▶ _EXCERPTED PASSAGE_
====================
5. “India’s $8 Trillion Journey Is an Unprecedented Opportunity for Disciplined SMEs”
Uttam Tibrewal, Deputy CEO, AU Small Finance Bank
Uttam Tibrewal brought the capital provider’s lens to the discussion, tracing AU Small Finance Bank’s journey from a one-person operation in 1996 to a bank with ₹1.38 lakh crore in deposits.
His message to SME operators was one of conviction: with India’s GDP projected to reach $8 trillion by 2030, the opportunity for mid-market enterprises that maintain discipline and stick to their core business model is “unprecedented”.
He highlighted AU’s mission of providing credit to the unorganised sector and MSMEs – customers with income but without formal documentation – underscoring the evolving capital landscape now available to this segment.
6. “Going Public Means Living in a Glass House”
Parvathi Moorthy, AVP, NSE Emerge
Closing the programme, Parvathi Moorthy delivered a data-rich session that made the IPO pathway tangible for every operator in the room.
She noted that NSE Emerge has now listed 709 companies, raising over ₹21,600 crore and creating ₹2.08 lakh crore in market wealth. The average SME IPO size has grown from ₹35 crore to ₹50 crore, with marquee institutional investors increasingly participating.
But her central message was about mindset, not numbers:
“Going public means operating in a glass house. Transparency, disclosures and governance are non-negotiable.”
The SME operators who internalise this early, she said, will be the ones who successfully access the new capital stack – PE, VC and public markets – that is now opening up to India’s mid-market for the first time.
====================
▶ _EXERCISE TASKS_
**1.** Say whether each statement agrees with the SME programme passage, answering yes or no and quoting the deciding words. (a) AU Small Finance Bank started as a one-person operation in 1996. (b) NSE Emerge has listed more than 800 companies. (c) The average SME IPO size has shrunk from ₹50 crore to ₹35 crore.
**2.** Write a few more sentences extending the SME programme passage, picking up after its final sentence.

▶ _EXERCISE DATA_
====================
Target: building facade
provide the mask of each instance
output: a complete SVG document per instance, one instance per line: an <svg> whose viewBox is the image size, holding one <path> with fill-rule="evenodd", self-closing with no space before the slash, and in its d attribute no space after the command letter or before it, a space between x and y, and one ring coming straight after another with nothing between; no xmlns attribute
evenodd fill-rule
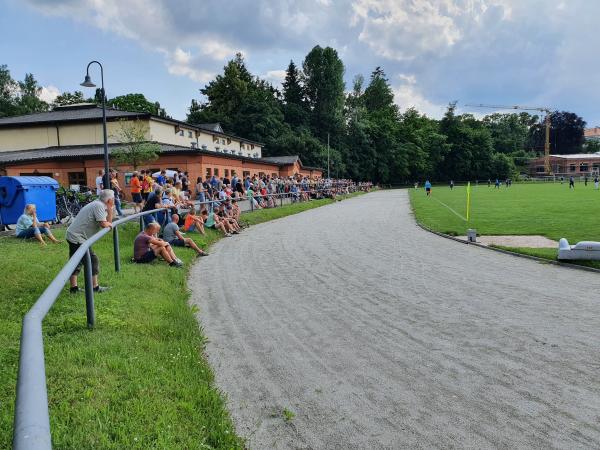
====================
▶ _RESULTS FOR EACH TASK_
**1.**
(a) Yes: "from a one-person operation in 1996"
(b) No: "NSE Emerge has now listed 709 companies"
(c) No: "The average SME IPO size has grown from ₹35 crore to ₹50 crore"

**2.**
The Road Ahead
Speaking after the summit, ScaleMe Founder Sanjay Enishetty reflected on what the day signalled:
“The energy in that room told me everything I needed to know. Three hundred SME operators, running real businesses, took time away from their operations to be here – not for a conference, but for a community they’ve been waiting for. Every speaker shared content born from lived experience, not theory. The applause wasn’t polite – it was recognition. These founders saw their own challenges reflected on stage, and for the first time, they saw institutional partners standing with them.
The summit is done. ScaleMe’s work is just beginning.”
With the inaugural ScaleMe SME Growth Summit ’26 now complete, the organisers are already working on building the programmes, peer networks and institutional partnerships that can help India’s “missing middle” finally break through the ₹25 crore ceiling – and scale, not by working harder, but by working differently.